→ **GIVEN PASSAGE**:
Expanded from the Sunday, 5-9-2004, Daily Sparks, Nev., Tribune
5-13-2004 Comstock Chronicle

Work has never been more dangerous, more precious or more abused. Today more than ever, work and the quest for it can kill you, especially if you make it a point not to recognize the warning signs.

We need to take our collective heads from up the boob tube and critically spy the real world around us. As long as we play ostrich in Frasier-Friends Land, we will never notice that our pockets are being picked and our health imperiled.

The methods of the thieves are at once myriad and malevolent.

1. LARGE ORGANIZATIONS ARE CLUMSY, CRUEL AND INHUMAN. I've never been much of an organization man and I'm getting more anti-social with age. (I submit that anyone not possessed of at least of bit of such grouchy temperament has no business in a newsroom.)

The great push-pull of complex society proceeds from the fact the individuality must to some degree be suppressed in order for the world to work. Despite the reality, Americans continue to labor under the cowboy myth. Why do you think that our greatest heroes are the strong, silent types — John Wayne or Gary Cooper who save the town from the bad guys and ride off alone into the sunset.

In actuality, teamwork built this country. Societies with a lack of teamwork end up either as banana republic dictatorships or Italy, which changes governments almost as often as underwear.

The longing for individuality can be seen all around us, most easily as the universal desire for self-expression. That's why ancient Indian petroglyphs are so precious. Marketers know how to take advantage of that hard-wired human drive. I howled a couple of years back when some pick'emup truck company sold its mass-produced iron as ideal for guys who "break the rules."

If you want to break the rules, don't buy cookie-cutter products. Go make your own truck.

But who can? The increasingly complex industrialized world will not allow it, whether you are Johnny Cash taking home one piece at a time from an auto plant or some fledgling inventor who's designed a better mousetrap.

I submit that big institutions are entirely comprised of good people. (I further assert that God made no bad people, but that's a debate for another time.) But when you put a lot of good people in a compressed space, bad things happen.

About 35 years ago, Dr. John Calhoun of the National Institutes of Mental Health conducted experiments with mice. A well ordered hierarchy broke down when the little critters were placed in overcrowded conditions. They proceeded to do horrible things to each other. [1]

Place a sane person into an asylum and he or she will soon begin to approach the environmental norm -- insanity. Give an otherwise normal member of society power as an overlord of prisoners and a very dark side may emerge. Anyone who would understand the motivations of the U.S. interrogators in Iraqi prisons should rent the Sigourney Weaver-Ben Kingsley film "Death and the Maiden" for a peek at power unchecked by fear of punishment.

→ **INSTRUCTIONS FOR THE TASK**: Copy the newspaper column from "We need to take" to "our health imperiled." word for word. Rely only on the newspaper column above.

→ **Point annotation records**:
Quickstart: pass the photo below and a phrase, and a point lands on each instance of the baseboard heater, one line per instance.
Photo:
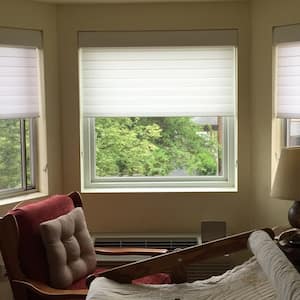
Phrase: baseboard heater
(195, 271)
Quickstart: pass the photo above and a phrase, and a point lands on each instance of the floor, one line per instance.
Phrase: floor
(5, 292)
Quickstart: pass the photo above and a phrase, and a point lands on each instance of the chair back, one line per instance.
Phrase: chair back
(20, 241)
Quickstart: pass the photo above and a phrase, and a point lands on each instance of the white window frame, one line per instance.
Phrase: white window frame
(284, 35)
(25, 188)
(91, 183)
(24, 38)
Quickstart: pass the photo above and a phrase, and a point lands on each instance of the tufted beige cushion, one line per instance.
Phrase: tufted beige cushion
(69, 248)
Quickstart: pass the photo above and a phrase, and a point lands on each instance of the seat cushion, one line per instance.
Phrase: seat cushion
(159, 278)
(32, 254)
(69, 248)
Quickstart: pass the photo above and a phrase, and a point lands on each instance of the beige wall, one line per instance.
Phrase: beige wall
(265, 15)
(25, 14)
(163, 212)
(157, 212)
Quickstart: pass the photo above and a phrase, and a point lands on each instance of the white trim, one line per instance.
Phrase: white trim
(21, 37)
(160, 38)
(286, 34)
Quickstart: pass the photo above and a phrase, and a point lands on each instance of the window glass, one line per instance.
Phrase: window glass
(293, 132)
(16, 155)
(158, 146)
(10, 155)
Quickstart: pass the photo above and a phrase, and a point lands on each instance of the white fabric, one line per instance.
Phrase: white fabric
(19, 82)
(158, 81)
(244, 282)
(279, 270)
(288, 80)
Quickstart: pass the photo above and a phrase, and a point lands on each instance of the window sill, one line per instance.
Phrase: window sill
(161, 190)
(21, 198)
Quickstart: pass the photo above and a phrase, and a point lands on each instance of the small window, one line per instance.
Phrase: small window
(158, 118)
(19, 108)
(17, 152)
(286, 41)
(292, 132)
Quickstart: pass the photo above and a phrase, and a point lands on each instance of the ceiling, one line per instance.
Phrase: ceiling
(129, 1)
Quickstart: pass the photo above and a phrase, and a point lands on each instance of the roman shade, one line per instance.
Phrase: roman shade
(19, 73)
(286, 40)
(158, 73)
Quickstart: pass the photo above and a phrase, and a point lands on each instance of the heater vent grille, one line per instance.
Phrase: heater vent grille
(169, 243)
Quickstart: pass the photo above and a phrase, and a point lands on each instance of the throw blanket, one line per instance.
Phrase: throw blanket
(279, 270)
(246, 282)
(267, 275)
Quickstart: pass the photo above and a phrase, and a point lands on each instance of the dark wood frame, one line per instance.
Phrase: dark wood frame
(177, 260)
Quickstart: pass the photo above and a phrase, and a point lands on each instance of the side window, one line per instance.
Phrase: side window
(287, 81)
(20, 105)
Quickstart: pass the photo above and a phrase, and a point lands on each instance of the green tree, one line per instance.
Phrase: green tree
(154, 147)
(10, 154)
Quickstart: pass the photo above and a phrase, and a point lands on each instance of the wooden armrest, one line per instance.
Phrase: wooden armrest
(46, 290)
(129, 251)
(127, 273)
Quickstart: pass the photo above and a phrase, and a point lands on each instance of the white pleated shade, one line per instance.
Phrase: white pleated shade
(288, 80)
(286, 183)
(19, 82)
(158, 81)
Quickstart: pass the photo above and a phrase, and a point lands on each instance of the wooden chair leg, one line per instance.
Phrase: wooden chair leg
(178, 273)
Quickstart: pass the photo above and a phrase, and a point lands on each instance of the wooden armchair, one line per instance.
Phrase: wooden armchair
(176, 261)
(26, 259)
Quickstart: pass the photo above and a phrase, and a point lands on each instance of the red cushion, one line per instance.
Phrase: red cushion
(31, 250)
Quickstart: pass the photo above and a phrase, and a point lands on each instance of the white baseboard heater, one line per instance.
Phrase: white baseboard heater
(195, 271)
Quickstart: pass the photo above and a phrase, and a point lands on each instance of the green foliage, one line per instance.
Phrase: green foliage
(154, 147)
(10, 158)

→ **EXERCISE OUTPUT**:
We need to take our collective heads from up the boob tube and critically spy the real world around us. As long as we play ostrich in Frasier-Friends Land, we will never notice that our pockets are being picked and our health imperiled.